WORK TO BE COMPLETED -
Render the material below as a Markdown table with the columns "Index" and "Entry", one line per row and blank lines omitted, starting with the line that contains "Tag one point on every instance of the black jacket" and continuing through the end of the material. Leave the pictures out of the table.

INFORMATION GIVEN -
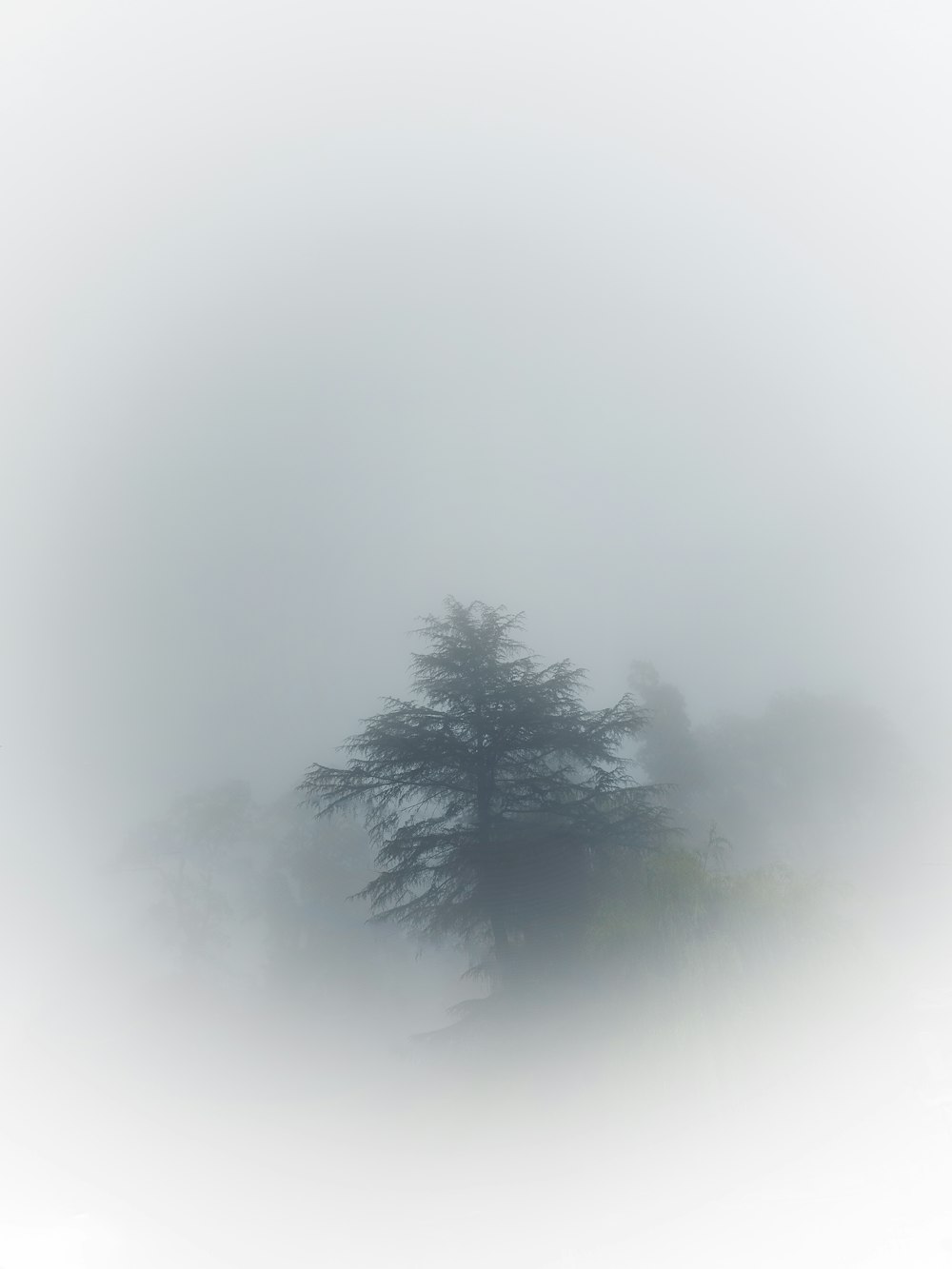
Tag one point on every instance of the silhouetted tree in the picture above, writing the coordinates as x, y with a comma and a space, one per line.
497, 803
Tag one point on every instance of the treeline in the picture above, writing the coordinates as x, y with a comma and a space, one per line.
548, 845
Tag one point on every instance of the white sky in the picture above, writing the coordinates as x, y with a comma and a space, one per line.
635, 316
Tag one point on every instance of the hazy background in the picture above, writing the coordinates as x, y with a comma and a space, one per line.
635, 317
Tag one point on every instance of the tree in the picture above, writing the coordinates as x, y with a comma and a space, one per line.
197, 854
497, 803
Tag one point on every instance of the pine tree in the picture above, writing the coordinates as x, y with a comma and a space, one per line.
497, 803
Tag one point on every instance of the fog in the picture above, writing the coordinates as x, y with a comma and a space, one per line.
634, 319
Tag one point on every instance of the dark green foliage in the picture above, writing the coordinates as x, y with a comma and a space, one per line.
497, 803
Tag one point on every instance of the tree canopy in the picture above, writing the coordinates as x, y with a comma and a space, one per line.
495, 801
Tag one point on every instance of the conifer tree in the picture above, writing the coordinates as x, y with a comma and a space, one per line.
497, 803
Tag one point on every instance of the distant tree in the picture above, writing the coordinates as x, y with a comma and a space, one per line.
497, 803
796, 782
197, 854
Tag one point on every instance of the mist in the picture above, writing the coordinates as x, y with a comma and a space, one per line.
632, 320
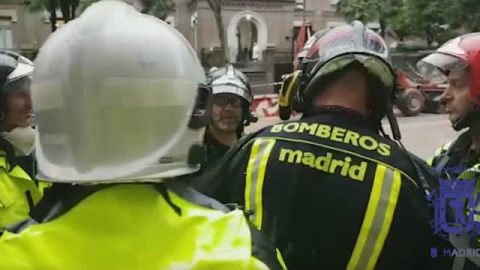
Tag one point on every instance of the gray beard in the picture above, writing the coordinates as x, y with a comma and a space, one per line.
229, 125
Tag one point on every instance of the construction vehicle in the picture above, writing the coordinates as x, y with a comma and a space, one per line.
420, 96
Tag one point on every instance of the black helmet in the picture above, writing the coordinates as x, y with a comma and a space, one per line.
339, 47
14, 71
329, 55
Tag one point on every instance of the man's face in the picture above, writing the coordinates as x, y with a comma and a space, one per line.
227, 112
456, 97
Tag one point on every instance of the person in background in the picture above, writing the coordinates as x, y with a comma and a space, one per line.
231, 111
18, 192
117, 202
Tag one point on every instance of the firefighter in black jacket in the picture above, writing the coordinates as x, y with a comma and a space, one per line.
328, 189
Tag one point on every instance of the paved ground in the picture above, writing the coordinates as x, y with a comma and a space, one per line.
421, 134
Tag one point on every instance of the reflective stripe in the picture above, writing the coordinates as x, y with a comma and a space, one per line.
430, 162
257, 164
378, 218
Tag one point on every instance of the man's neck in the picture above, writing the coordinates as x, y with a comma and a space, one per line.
475, 135
224, 137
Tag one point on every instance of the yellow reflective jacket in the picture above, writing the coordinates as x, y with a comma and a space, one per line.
18, 193
134, 226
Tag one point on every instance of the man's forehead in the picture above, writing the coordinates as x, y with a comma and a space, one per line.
458, 75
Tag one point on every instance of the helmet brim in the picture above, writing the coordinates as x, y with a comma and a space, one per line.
436, 66
375, 65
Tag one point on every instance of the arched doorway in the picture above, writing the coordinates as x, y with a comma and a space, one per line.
247, 41
247, 37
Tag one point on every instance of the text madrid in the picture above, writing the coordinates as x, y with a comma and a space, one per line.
461, 252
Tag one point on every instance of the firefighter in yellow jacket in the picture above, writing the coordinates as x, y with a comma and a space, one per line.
121, 113
18, 192
458, 62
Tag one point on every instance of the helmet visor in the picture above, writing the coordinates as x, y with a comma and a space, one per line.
22, 70
232, 89
435, 67
19, 85
375, 65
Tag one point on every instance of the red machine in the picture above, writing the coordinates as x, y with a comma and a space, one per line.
417, 97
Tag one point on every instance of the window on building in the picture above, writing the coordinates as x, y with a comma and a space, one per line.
6, 35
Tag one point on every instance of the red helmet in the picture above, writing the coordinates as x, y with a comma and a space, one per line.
457, 54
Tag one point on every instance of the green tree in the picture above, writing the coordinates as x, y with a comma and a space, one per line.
367, 11
429, 19
466, 14
68, 8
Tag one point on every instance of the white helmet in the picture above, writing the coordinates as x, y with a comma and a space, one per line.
230, 80
117, 99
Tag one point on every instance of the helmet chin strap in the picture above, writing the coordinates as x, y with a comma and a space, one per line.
468, 119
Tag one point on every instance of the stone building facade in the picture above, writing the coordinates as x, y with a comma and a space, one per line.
271, 26
261, 34
20, 30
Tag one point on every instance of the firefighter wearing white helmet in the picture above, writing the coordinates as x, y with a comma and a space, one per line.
231, 110
121, 114
18, 192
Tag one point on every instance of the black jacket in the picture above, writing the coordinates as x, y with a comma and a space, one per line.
331, 193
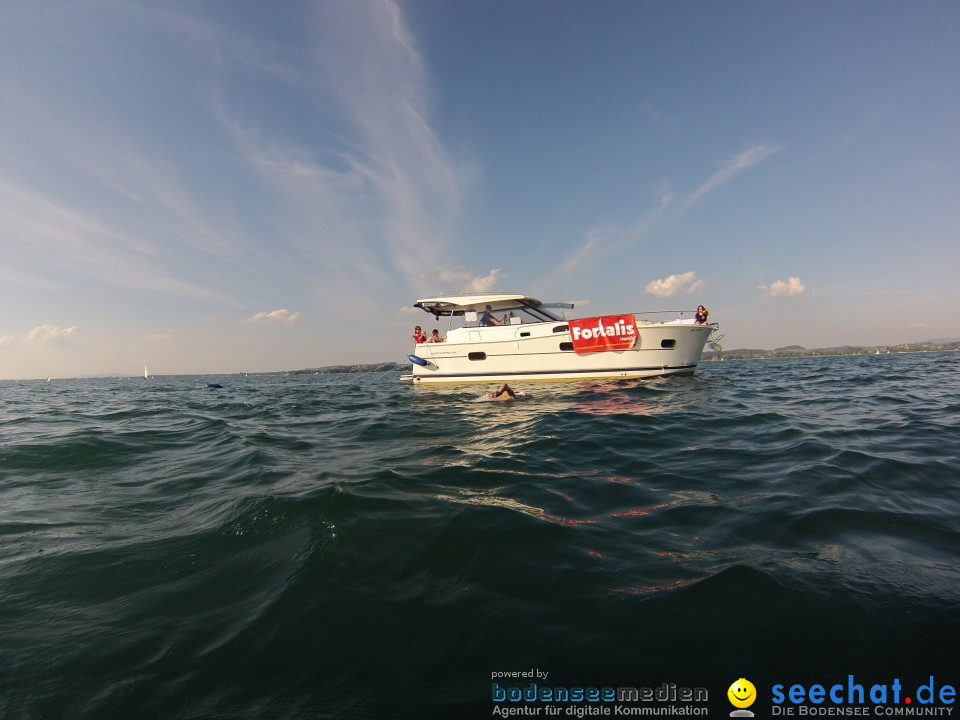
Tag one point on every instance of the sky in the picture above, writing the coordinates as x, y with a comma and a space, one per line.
219, 186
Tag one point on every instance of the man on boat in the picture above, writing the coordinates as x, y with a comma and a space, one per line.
488, 319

THE RESPONSE -
| Index | Entry |
|---|---|
| 1 | Tag one point on every instance of the black jacket in the picture above, writing the coordinates as x, y with a comma and a space, one per line. |
| 2 | 331, 193 |
| 3 | Tag one point on every instance of the sky in the picture above, writing the coordinates as x, y with a comma and a space, one per line. |
| 4 | 219, 186 |
| 5 | Tag one point on every instance of the man on boat in the picture above, writing the coordinates as x, y with a comma and a space, one per line. |
| 6 | 488, 319 |